◆ Questões
1. Reproduza do trecho sobre o pacto dos dois amigos a passagem que começa em "A escolha é" e segue até "todas as honras.".
2. Liste todos os personagens masculinos citados no trecho sobre o pacto dos dois amigos com um nome de uma só palavra.
3. Escreva a continuação do trecho sobre o pacto dos dois amigos, começando logo depois da última frase.

O PACTO DOS DOIS AMIGOS

     Após acordar que já não haveria mais lutas pela virgem de Pohjola e fartos de serem inúteis rivais por esse difícil amor, Vainamoinen e Ilmarinen decidem seguir por separado o seu caminho para Pohjola, este por terra, aquele por mar, à procura daquela virgem tão bela e tão desejável como esquiva, sempre prometida como recompensa ao velho e ao ferreiro e nunca recebida. Mas agora vão fazendo com que ela diga, de uma vez por todas, por qual dos dois se decide a escorregadiça donzela.
     A escolha é rápida desta vez, pois a virgem prefere Ilmarinen, por que não é um velho como Vainamoinen, embora antes o tivesse rejeitado de um modo tão definitivo. Mas Louhies uma velha retorcida e soberba, que agora quer tornar tudo mais difícil ao bom ferreiro, propondo-lhe novas provas a cada momento.
     Ilmarinen vê-se obrigado a decifrar os complexos (e absurdos) problemas propostos mas a velha não conta com a cumplicidade antagonista da sua própria filha, da virgem sem nome que tantas páginas da história do Kalevala encheu . Com ela a seu lado, a vitória é segura e o casamento vai celebrar-se com todas as honras.
     Só ficam de fora Vainamoinen, pela sua tristeza, e Lemminkäinen, que não foi convidado, o que vai ser motivo da sua ira e do início daquele duelo à morte com o Filho do Norte que já relatamos antes. Mas com o casamento não vai chegar a felicidade por muito tempo ao apaixonado Ilmarinen: a sua esposa, a sua bela e ansiada esposa, é uma mulher malvada e a cruel brincadeira que faz ao bom escravo Kullervo, ao dar-lhe uma pedra como única comida, faz que este ponha em marcha a sua vingança (mágica, com certeza) com a cumplicidade do lobo e do urso, matando quem o humilhara.

◆ Registros

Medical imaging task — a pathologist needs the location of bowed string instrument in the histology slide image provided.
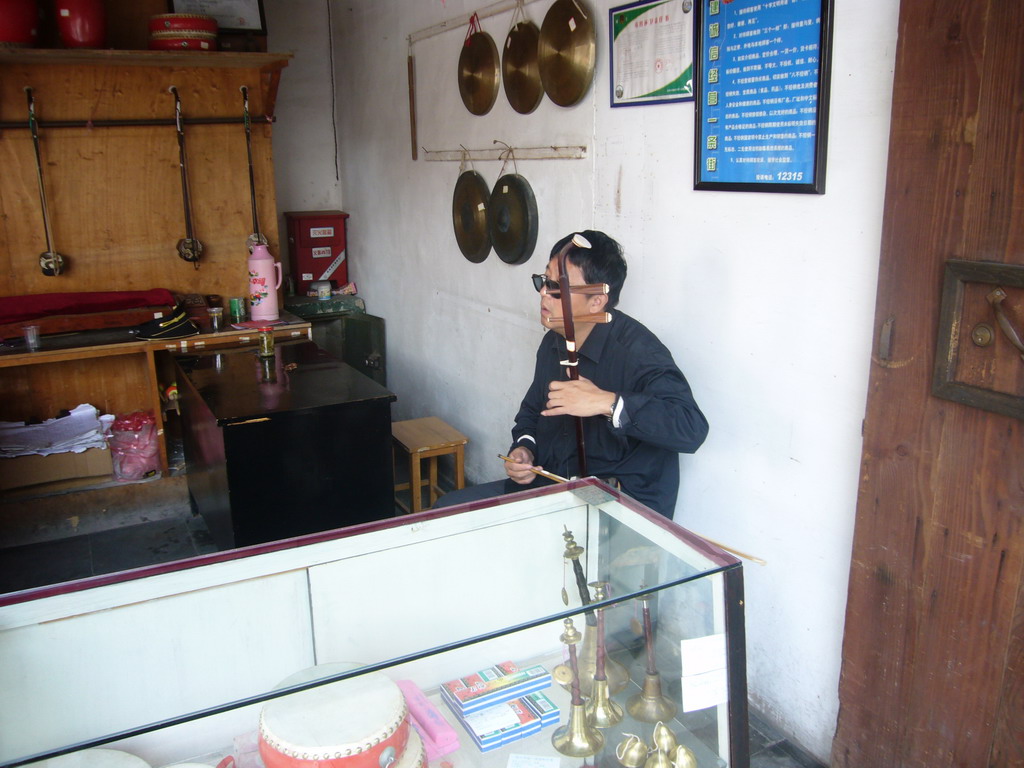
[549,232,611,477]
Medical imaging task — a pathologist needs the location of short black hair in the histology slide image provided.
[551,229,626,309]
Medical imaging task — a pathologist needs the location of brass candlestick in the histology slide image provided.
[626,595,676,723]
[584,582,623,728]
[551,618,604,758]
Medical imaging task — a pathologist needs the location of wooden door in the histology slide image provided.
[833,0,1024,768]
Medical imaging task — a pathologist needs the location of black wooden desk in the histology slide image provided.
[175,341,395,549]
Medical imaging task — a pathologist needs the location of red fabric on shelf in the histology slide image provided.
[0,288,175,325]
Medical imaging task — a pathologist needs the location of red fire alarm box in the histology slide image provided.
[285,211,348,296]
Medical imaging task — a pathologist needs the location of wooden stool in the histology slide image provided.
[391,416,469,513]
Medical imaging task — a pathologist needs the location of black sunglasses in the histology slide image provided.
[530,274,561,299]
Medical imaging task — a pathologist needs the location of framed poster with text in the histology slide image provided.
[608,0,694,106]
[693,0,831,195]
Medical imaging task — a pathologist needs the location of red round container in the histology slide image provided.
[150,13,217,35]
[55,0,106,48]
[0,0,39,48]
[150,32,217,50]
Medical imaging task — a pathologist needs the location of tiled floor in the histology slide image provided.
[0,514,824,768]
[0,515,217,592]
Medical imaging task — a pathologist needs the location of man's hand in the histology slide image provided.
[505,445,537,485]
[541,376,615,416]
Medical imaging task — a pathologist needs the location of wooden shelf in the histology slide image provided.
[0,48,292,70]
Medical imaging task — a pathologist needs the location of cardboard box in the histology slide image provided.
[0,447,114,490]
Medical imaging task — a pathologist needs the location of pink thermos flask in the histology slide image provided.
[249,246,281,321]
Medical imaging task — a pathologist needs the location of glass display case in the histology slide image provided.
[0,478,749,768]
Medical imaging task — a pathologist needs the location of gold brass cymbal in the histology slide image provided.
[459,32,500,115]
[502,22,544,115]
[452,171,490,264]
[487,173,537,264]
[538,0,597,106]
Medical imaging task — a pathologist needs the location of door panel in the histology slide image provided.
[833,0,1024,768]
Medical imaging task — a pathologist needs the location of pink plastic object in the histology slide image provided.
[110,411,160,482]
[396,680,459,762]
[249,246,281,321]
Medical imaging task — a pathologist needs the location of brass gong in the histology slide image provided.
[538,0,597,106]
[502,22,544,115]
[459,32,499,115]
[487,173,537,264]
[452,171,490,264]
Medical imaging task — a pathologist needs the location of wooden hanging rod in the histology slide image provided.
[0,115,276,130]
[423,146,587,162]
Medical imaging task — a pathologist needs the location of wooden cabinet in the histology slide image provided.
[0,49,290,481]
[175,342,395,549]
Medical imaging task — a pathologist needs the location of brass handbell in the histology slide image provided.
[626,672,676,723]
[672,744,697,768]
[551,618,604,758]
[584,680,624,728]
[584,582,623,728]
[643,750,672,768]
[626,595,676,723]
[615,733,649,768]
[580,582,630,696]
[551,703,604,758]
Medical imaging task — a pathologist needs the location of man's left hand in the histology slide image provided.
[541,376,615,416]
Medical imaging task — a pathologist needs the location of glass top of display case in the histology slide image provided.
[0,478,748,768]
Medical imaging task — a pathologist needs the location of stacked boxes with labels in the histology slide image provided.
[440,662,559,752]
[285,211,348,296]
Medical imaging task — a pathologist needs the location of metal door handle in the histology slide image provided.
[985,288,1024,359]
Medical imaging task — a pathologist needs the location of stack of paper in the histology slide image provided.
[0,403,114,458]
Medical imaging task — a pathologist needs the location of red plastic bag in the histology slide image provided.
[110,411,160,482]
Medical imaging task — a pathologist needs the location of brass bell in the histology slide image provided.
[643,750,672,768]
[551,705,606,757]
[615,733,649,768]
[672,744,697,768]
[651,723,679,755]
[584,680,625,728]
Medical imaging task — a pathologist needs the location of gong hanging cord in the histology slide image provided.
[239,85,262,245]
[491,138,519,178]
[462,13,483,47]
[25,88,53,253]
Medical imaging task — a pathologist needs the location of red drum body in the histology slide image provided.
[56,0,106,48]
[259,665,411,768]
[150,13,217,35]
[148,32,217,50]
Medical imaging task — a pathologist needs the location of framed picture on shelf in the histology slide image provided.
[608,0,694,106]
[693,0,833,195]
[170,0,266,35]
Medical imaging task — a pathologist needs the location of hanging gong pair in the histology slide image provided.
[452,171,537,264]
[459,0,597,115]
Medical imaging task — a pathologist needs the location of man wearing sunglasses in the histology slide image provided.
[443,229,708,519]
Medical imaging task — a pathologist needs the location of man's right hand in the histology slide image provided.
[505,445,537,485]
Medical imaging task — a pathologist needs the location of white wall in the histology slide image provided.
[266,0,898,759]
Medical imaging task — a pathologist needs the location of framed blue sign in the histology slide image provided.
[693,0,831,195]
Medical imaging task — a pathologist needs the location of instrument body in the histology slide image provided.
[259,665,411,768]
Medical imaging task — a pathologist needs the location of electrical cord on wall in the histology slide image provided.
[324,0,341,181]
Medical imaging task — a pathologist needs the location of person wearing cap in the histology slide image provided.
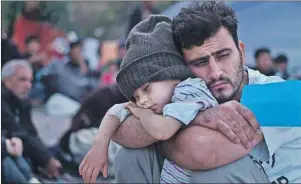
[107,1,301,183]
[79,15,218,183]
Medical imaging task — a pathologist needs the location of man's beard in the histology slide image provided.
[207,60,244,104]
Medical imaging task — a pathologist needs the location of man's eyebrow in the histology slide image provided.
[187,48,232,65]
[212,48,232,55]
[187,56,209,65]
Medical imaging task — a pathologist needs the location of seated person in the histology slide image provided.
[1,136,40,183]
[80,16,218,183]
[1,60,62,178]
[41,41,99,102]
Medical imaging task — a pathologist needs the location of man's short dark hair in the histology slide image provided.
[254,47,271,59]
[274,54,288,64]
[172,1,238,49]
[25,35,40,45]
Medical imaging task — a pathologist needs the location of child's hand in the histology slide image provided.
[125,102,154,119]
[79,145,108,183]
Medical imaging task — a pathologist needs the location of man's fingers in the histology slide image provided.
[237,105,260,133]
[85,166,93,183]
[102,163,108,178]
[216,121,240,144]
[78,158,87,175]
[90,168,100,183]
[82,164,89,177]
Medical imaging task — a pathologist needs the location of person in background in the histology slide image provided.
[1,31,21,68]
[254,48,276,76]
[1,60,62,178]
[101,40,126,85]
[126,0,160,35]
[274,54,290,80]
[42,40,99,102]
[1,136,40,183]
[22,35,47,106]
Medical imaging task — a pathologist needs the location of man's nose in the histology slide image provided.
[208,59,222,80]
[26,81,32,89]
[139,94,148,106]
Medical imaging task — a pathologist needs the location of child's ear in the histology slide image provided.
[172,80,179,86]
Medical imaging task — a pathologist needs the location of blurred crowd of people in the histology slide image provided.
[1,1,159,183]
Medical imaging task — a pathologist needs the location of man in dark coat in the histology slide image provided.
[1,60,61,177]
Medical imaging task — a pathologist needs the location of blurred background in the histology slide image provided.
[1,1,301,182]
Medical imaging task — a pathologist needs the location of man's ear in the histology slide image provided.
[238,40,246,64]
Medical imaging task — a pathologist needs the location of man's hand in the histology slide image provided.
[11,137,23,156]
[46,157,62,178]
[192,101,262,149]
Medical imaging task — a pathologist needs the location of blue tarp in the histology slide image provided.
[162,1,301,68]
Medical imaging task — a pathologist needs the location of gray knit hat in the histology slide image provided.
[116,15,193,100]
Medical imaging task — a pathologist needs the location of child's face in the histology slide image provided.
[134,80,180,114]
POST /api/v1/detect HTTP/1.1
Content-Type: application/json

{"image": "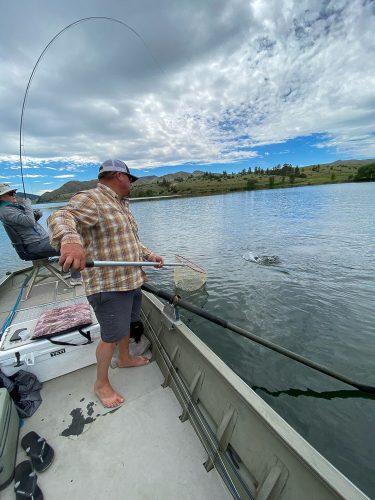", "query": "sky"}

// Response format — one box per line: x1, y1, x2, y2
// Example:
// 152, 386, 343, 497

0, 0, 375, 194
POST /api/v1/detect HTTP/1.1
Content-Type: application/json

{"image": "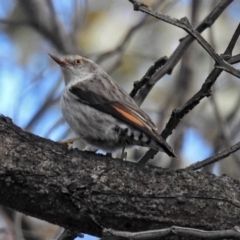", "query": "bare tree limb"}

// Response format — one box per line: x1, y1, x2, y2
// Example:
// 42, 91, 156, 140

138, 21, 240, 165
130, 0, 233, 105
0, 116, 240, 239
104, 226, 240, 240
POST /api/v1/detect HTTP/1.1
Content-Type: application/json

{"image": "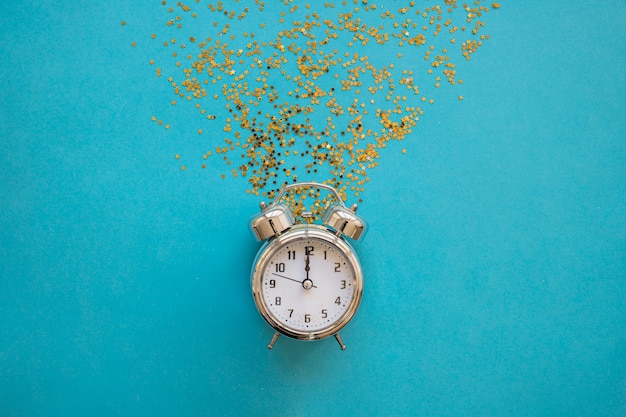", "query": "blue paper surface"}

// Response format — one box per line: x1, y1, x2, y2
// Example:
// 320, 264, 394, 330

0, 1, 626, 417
==
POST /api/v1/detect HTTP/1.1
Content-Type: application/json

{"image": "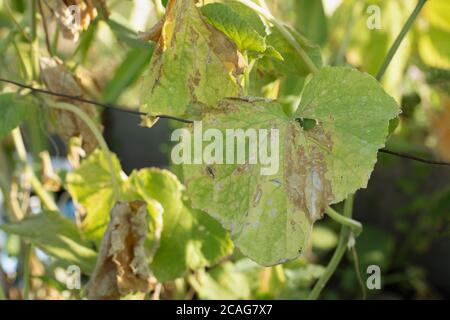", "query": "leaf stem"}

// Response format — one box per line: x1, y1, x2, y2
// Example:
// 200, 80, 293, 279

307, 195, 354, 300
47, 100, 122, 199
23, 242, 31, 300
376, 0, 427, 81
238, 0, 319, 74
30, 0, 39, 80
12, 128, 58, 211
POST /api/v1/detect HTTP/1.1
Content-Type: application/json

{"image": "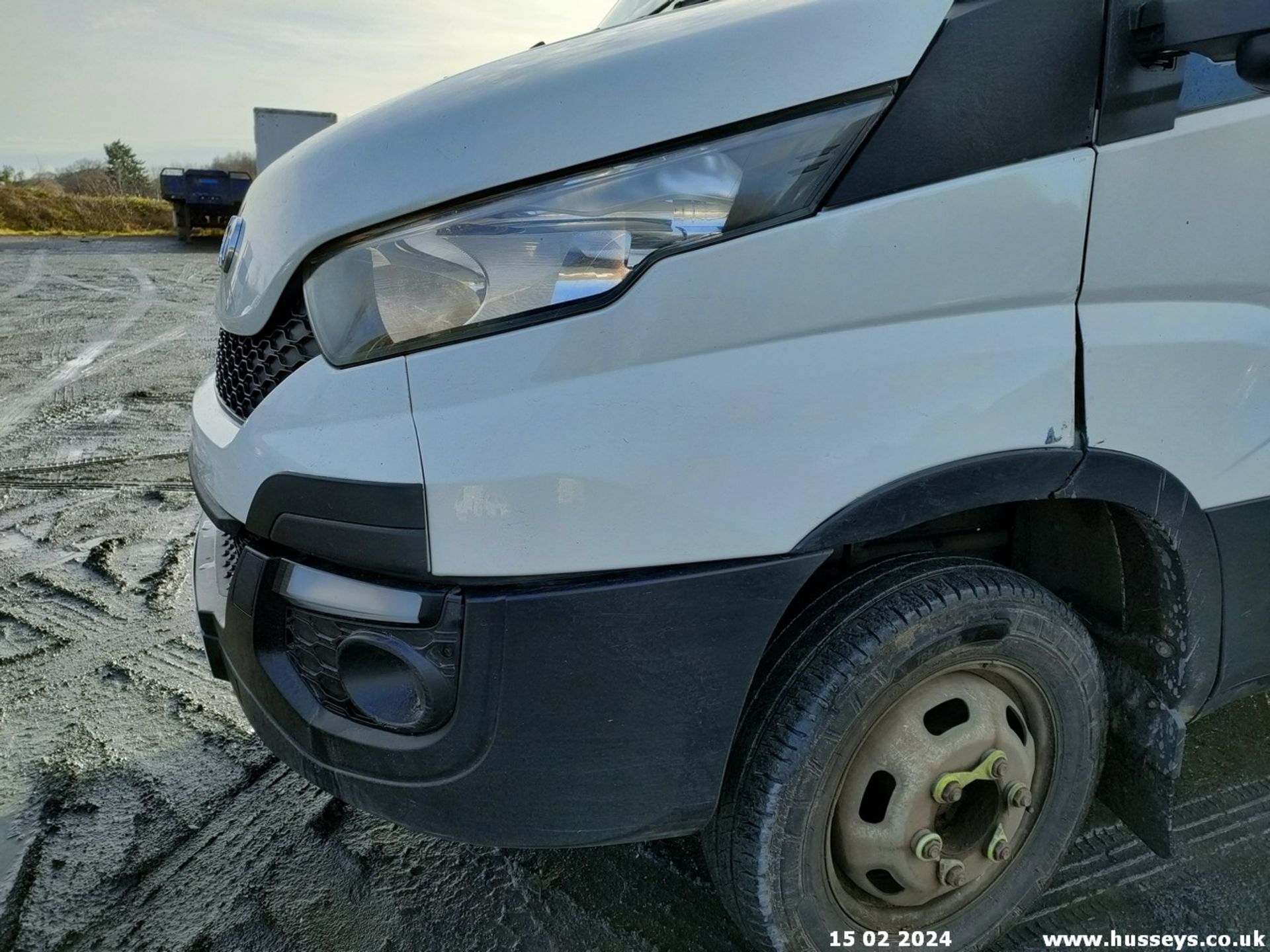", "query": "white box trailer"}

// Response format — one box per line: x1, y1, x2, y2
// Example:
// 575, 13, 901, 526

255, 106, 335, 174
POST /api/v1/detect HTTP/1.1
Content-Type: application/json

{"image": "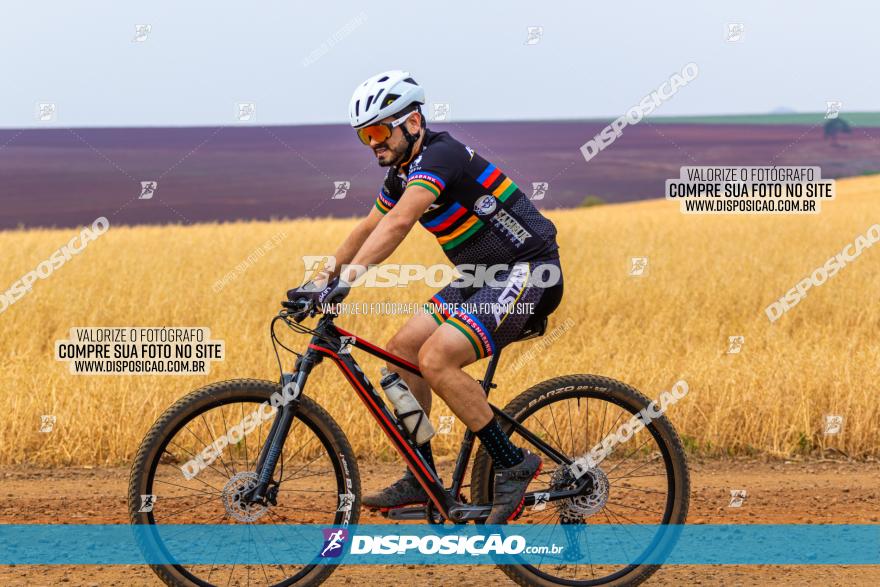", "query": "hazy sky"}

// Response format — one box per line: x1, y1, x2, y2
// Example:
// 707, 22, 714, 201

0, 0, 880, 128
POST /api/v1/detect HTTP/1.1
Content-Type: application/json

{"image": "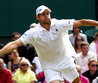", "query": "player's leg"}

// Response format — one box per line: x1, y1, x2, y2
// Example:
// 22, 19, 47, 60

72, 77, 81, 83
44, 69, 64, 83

◆ Respostas das atividades
1.
A escolha é rápida desta vez, pois a virgem prefere Ilmarinen, por que não é um velho como Vainamoinen, embora antes o tivesse rejeitado de um modo tão definitivo. Mas Louhies uma velha retorcida e soberba, que agora quer tornar tudo mais difícil ao bom ferreiro, propondo-lhe novas provas a cada momento.
     Ilmarinen vê-se obrigado a decifrar os complexos (e absurdos) problemas propostos mas a velha não conta com a cumplicidade antagonista da sua própria filha, da virgem sem nome que tantas páginas da história do Kalevala encheu . Com ela a seu lado, a vitória é segura e o casamento vai celebrar-se com todas as honras.

2. Vainamoinen, Ilmarinen, Lemminkäinen, Kullervo

3.
     É a desolação para Ilmarinen, ao ver morta a sua amada Kullervo, já antes atraiçoado pelo seu irmão Untamo, que a tinha vendido como escrava, e agora castigado pelo destino, ao saber que a virgem com quem se deitou é a sua própria irmã. Kullervo, ainda mais enfurecido, mata o seu irmão Untamo, mas esta morte também não lhe serve de consolo, e só descansará quando se tire a vida com a sua própria espada.

O DESESPERO DE ILMARINEN

     O ferreiro pensou que poderia encontrar consolo numa nova esposa que ele próprio forjasse à imagem da desaparecida e pôs-se a trabalhar incansavelmente na sua forja, até que conseguiu a mais bela mulher nunca construída em ouro e prata; mas fria era a sua companhia, muda a sua presença, inútil a sua existência.
     Ilmarinen quis oferecer a mulher de ouro e prata a Vainamoinen, mas ele não a quis e recomendou a Ilmarinen que a voltasse a fundir, pois ninguém se devia deixar deslumbrar pelo ouro ou pela prata. Ilmarinen compreendeu que devia procurar uma nova esposa de carne e osso e pensou em Pohjola, noutra filha de Louhi que lhe recordasse a sua perdida mulher. Mas nada conseguiu de Louhi e teve que raptar a sua segunda filha. Também o rapto não serviu de muito, pois na primeira noite já se deitou ela com um desconhecido.
     Ilmarinen, ao despertar, viu a cena e quase que a matou, mas a sua espada negou-se a terminar com a vida daquela vaidosa e o desgraçado Ilmarinen contentou-se com ordenar que a infiel raptada fosse converter-se em solitária gaivota, condenada a viver sobre um penhasco, entre as frias águas do mar. Mais sozinho do que nunca, o ferreiro seguiu o seu interrompido caminho para o lar.
     No caminho saiu-lhe o velho Vainamoinen e juntos propuseram-se resgatar de Pohjola aquele sampo construído para conseguir a pretendida felicidade e que tão tristes frutos tinha deparado a ambos. Construíram um navio poderoso, forjaram uma espada vencedora e partiram à procura do sampo mágico, colhendo pelo caminho o retirado herói Lemminkäinen, que se somou à expedição, feliz de poder voltar a lutar contra a gente de Pohjola, da qual tão penosas recordações guardava a sua memória.